▶ _TASK TO COMPLETE_
Go to the line in the entries below that holds "TARGET = rustic wooden table" and repeat exactly from there through the line that holds "TARGET = cake layer", inclusive.

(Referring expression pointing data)

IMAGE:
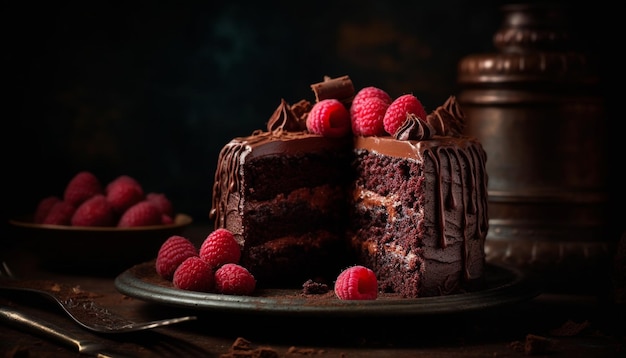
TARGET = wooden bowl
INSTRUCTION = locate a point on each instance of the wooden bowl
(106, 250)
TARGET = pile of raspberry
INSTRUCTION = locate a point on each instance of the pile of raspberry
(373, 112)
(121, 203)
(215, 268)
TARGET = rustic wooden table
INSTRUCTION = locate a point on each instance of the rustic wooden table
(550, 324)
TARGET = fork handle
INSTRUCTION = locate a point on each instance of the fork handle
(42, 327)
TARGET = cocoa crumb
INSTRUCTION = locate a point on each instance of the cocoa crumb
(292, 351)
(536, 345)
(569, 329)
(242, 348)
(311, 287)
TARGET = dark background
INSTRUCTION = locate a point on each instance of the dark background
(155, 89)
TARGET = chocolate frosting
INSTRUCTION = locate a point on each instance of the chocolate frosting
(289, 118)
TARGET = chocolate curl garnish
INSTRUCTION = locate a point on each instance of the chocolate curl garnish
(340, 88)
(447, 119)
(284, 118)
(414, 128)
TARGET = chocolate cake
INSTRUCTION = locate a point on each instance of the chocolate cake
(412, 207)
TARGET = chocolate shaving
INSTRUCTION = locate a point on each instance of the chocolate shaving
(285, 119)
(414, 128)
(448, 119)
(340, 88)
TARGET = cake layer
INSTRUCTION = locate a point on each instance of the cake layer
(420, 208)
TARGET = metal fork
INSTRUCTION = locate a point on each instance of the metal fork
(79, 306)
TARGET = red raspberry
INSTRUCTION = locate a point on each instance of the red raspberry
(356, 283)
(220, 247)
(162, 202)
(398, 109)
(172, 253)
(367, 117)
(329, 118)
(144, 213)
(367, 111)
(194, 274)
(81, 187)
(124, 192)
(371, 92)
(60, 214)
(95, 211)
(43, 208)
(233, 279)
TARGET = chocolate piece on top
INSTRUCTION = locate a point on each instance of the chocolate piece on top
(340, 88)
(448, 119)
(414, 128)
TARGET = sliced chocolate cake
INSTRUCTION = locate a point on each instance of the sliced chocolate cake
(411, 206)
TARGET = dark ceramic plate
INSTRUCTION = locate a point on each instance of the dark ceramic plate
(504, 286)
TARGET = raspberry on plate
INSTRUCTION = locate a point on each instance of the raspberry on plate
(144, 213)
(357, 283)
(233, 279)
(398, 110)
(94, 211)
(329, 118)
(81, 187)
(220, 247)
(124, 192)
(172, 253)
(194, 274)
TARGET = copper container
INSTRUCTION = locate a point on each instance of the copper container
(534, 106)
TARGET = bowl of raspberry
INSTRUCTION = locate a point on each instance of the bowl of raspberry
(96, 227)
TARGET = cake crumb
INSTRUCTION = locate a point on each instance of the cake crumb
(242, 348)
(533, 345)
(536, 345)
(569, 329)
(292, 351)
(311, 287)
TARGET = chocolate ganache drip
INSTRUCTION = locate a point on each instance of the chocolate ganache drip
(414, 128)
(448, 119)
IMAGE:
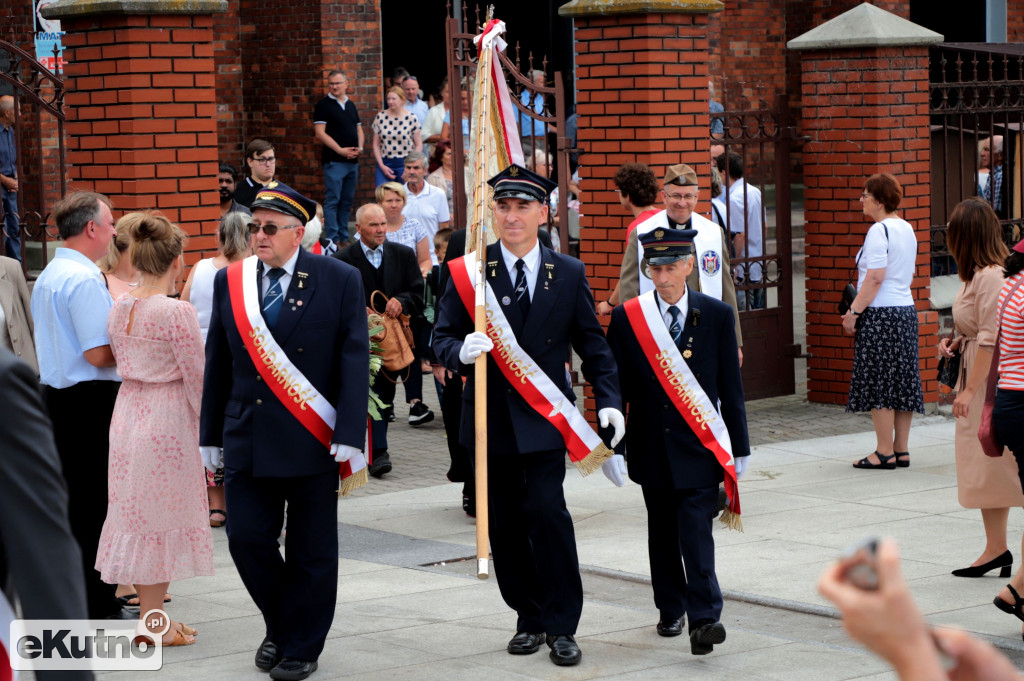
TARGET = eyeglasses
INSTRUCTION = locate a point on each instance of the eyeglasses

▶ _EXERCISE RESPONSE_
TARGET = rustic wooden table
INSTRUCTION = locate a point on each instance of the rustic wooden table
(550, 324)
TARGET = fork handle
INSTRUCTION = locate a point on each instance of the fork handle
(42, 327)
TARGET = cocoa crumb
INSTRUCTION = locate a point on each instance of the cocoa crumb
(292, 351)
(536, 345)
(569, 329)
(242, 348)
(311, 287)
TARGET = dark background
INSTRUCTION = locate a point on each instance of the dark background
(155, 89)
TARGET = chocolate frosting
INSTRUCTION = locate a point on each instance of the chocolate frosting
(289, 118)
TARGET = chocolate curl garnish
INSTRUCTION = locate a point on each instance of the chocolate curl garnish
(340, 88)
(447, 119)
(284, 118)
(414, 128)
TARGET = chocolate cake
INSTRUCTION = locate a point on each instance of the chocolate cake
(412, 207)
TARGET = chocolate shaving
INSTRUCTION = locate a point on each instance of the chocolate shaving
(285, 119)
(414, 128)
(448, 119)
(340, 88)
TARGET = cake layer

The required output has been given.